#### [Problem to work on]
Copy the rows below, switching each "SHOULD" to "MUST" and leaving every other word untouched.

(Excerpts of pointing data)
________________________________________

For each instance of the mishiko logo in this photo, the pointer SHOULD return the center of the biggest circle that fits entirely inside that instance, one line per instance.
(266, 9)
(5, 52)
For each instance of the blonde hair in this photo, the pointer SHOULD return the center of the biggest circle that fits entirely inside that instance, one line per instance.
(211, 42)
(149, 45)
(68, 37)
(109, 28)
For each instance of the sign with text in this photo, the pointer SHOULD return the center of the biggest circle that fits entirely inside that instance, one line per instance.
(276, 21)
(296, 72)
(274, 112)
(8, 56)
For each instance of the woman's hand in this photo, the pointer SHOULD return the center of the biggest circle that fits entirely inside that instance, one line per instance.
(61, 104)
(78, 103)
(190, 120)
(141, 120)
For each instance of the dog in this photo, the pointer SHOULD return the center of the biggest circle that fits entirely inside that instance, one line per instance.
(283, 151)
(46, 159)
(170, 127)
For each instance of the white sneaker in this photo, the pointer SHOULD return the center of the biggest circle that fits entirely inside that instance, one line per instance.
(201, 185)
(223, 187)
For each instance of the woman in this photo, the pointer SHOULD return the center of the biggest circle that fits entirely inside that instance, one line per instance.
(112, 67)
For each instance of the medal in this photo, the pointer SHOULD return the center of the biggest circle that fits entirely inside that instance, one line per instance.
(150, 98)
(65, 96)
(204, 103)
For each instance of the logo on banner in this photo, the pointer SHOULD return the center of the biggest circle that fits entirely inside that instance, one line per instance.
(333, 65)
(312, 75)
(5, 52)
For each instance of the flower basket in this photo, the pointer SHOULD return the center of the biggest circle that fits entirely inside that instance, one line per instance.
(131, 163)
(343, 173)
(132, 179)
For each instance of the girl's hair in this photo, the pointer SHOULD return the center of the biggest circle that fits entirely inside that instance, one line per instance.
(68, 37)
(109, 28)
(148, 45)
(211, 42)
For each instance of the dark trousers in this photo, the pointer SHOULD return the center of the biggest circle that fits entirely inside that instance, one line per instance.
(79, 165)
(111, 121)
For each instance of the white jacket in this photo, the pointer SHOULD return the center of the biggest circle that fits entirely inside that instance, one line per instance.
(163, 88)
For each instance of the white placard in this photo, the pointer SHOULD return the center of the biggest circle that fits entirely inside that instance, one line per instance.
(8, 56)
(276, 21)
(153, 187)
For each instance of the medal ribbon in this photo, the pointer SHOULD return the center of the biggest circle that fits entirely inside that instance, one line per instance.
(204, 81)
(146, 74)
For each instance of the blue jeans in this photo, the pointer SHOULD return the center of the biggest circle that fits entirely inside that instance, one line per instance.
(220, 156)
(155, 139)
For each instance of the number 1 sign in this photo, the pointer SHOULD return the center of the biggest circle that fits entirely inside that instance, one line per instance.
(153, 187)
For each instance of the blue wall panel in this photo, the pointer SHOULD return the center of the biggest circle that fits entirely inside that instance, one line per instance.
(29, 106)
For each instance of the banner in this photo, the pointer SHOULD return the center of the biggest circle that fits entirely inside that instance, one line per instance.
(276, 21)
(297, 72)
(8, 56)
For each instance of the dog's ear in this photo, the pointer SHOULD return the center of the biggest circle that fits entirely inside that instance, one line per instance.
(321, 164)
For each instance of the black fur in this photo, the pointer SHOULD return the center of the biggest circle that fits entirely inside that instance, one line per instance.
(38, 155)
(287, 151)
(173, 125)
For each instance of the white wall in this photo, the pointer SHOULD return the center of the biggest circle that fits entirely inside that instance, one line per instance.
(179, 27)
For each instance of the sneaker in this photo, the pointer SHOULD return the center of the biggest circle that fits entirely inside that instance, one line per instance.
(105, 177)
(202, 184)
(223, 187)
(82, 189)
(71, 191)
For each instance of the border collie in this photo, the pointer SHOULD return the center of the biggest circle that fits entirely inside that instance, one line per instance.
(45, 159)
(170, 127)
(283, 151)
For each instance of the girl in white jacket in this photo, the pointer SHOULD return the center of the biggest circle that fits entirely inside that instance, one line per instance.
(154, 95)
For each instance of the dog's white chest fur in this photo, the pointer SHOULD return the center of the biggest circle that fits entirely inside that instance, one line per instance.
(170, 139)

________________________________________

#### [Solution to the problem]
For each instance of the mishiko logo in this photo, the pointer MUST return the center of the biggest circle that fits entirely inside that instance, one line per instance.
(266, 9)
(5, 52)
For each instance of the blonde hair in this photo, the pointer MUST return the center of the biggest circle that fits entirely inside that instance, one line per instance.
(211, 42)
(149, 45)
(68, 37)
(109, 28)
For each instance of the sign with text in this photo, the pointer MUST return the center of the biggest circle that fits entirely inside that instance, one line per instance.
(276, 21)
(296, 72)
(274, 112)
(8, 56)
For each instance of the woman's hand in this photo, the pointer MUST return the center of the biggest circle that fits entirely inside that instance, one line per instance.
(61, 104)
(78, 103)
(190, 120)
(141, 120)
For each instance of the dog in this photo, the pointer MUST return the center of the biggest circle that fits entirely inside that instance, one line per instance.
(283, 151)
(46, 159)
(170, 127)
For each instance of the white sneaker in this photo, the pointer MUST return the center of the biggest circle that fits entirely inside that instance, one line per instance.
(201, 185)
(223, 187)
For each instance of the woman in this photo, the pointer MUST return the center of the biggest circle that fits entirely inside that instance, one line per instance.
(112, 67)
For each instance of the medal in this photo, the pointer MUST return the center of the biggest circle that fits entirely inside that instance, one line per instance.
(150, 98)
(65, 96)
(204, 103)
For each instance of the logo on banner in this photo, the pointer MUST return the center of the biggest circle that fits entirely inside that instance, one line per instance.
(333, 65)
(312, 75)
(5, 52)
For each instance of the flower basket in this photo, the pointer MUST return the center of the biggest circle that fits entirely inside that instance, one line per instance.
(131, 163)
(343, 173)
(132, 179)
For each instance of the girl's hair in this photo, the pointer MUST return the center of the biggest circle that fits entirely inside that instance, one line per instance.
(68, 37)
(109, 28)
(148, 45)
(211, 42)
For each instance of the dark trousers in this photo, the pointer MUST return the center of the biggest circle that fits entirely inside that instance, one line per instance.
(79, 165)
(111, 121)
For each instance of the white jacket in this photo, the pointer MUST return the center of the biggest circle that fits entirely inside that instance, one line per instance.
(163, 88)
For each instance of the white placard in this photo, the pointer MUST return the center of the biggest circle that fits entirely inside that instance, one line per instance.
(8, 56)
(276, 21)
(153, 187)
For each instance of the medal ribbon in this photo, the pointer MUST return the center of the biggest circle that fits entirely inside that instance, one line per instance.
(204, 81)
(146, 74)
For each instance of the blue jeans in this photo, the pointer MUST return the center of the biggest circle that fits entirely inside that instance, one line per instance.
(220, 156)
(155, 139)
For each instance of the number 1 sign in this photo, the pointer MUST return the center of the biggest circle that fits entirely inside that instance, one line per instance.
(153, 187)
For each instance of the blue wall panel in this photo, the pointer MUST return the center of the biggest circle that fits entirely inside that instance, one line per instance.
(29, 106)
For each instance of the banner in this photo, the pointer MUST return the center of the biggest circle that fits entirely inside that instance, one line per instance.
(276, 21)
(297, 72)
(8, 56)
For each instance of the dog's ear in this photo, the pointer MUST return the center of the biggest circle that fits entirely inside that instance, one line per instance.
(321, 164)
For each instance of the black fur in this photo, the pointer MUST return the center of the biggest circle that fits entirely inside that instance, one line per instance.
(38, 155)
(287, 151)
(173, 125)
For each instance of the white wall in this photo, the pointer MUST return the center of the biggest circle that fits entirely inside that instance, one line per instance.
(179, 27)
For each instance of the sneaker in this photo, the pointer MUST return the center of the biggest circle that fits entirely inside that instance, one line per instance.
(105, 177)
(202, 184)
(223, 187)
(82, 189)
(71, 191)
For each instance of the border collie in this photo, the pointer MUST return the center of the biggest circle that fits entirely inside that instance, one line per instance.
(45, 159)
(170, 127)
(283, 151)
For each instance of the girl in white jacket in this photo, the pointer MUST return the center of the biggest circle that fits entirely inside that instance, one line per instance.
(154, 95)
For each instance of the dog's white chest fur in this photo, the pointer MUST return the center of the biggest circle that fits entirely inside that instance, one line per instance.
(170, 139)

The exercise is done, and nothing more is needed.